**** EXTRACTED INFORMATION ****

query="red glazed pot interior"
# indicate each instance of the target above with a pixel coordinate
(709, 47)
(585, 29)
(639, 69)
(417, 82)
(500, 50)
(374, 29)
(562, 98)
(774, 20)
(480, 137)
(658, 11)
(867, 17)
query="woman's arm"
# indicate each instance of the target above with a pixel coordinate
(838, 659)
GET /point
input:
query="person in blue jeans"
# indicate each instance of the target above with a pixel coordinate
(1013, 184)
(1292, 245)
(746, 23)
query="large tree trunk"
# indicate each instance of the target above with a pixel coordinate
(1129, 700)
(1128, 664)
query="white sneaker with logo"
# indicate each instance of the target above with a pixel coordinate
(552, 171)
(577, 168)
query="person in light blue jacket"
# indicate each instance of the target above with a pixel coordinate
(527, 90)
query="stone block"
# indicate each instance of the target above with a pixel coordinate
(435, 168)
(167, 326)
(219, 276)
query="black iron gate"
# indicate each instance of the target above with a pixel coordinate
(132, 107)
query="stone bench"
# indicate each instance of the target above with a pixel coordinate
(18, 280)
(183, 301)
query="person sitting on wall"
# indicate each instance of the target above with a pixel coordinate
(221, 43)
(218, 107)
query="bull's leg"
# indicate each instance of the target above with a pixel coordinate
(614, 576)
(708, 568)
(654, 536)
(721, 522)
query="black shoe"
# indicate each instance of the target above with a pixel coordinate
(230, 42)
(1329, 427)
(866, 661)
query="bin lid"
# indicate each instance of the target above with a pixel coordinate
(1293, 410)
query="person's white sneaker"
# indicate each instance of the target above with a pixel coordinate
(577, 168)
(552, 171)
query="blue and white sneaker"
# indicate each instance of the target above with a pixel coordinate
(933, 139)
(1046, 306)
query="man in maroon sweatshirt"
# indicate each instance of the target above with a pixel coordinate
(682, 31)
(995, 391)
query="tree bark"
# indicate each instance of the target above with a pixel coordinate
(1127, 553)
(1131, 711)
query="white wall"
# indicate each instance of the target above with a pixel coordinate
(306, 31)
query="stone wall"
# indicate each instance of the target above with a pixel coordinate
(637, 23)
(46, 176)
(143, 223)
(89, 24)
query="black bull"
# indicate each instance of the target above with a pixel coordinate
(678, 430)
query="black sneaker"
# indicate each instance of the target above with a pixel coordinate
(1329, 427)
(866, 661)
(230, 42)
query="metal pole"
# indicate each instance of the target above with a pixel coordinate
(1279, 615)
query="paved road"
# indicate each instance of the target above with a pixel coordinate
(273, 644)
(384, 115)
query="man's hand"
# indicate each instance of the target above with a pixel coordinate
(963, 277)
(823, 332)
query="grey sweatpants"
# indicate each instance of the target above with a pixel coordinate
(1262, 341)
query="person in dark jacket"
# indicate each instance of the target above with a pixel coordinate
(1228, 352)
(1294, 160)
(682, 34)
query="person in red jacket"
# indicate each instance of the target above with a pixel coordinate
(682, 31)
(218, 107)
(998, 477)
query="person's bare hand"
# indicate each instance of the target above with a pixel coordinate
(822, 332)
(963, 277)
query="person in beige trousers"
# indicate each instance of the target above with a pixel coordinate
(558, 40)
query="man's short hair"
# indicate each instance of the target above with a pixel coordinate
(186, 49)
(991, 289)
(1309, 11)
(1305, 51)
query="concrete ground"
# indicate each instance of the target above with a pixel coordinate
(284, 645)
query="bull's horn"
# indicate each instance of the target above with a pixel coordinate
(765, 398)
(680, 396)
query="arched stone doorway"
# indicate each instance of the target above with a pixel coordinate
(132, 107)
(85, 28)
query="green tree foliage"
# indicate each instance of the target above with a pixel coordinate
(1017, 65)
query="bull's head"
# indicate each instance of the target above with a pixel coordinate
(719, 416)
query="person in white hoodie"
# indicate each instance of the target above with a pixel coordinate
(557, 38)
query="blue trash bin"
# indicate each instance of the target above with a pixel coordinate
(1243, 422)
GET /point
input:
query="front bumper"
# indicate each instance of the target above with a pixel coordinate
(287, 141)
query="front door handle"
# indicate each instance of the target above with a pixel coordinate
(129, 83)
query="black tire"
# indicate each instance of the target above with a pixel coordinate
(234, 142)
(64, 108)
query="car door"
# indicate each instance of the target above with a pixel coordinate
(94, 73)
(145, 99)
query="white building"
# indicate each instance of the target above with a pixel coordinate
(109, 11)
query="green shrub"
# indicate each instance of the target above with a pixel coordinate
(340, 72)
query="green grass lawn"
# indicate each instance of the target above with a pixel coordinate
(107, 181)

****

Pull out every line in the entries above that contains the string "person", and copy each one.

query="person in blue jeans"
query="person in light blue jacket"
query="person sitting on wall"
query="person's white sneaker"
query="person in dark jacket"
query="person in red jacket"
query="person's bare hand"
query="person in beige trousers"
query="person in white hoodie"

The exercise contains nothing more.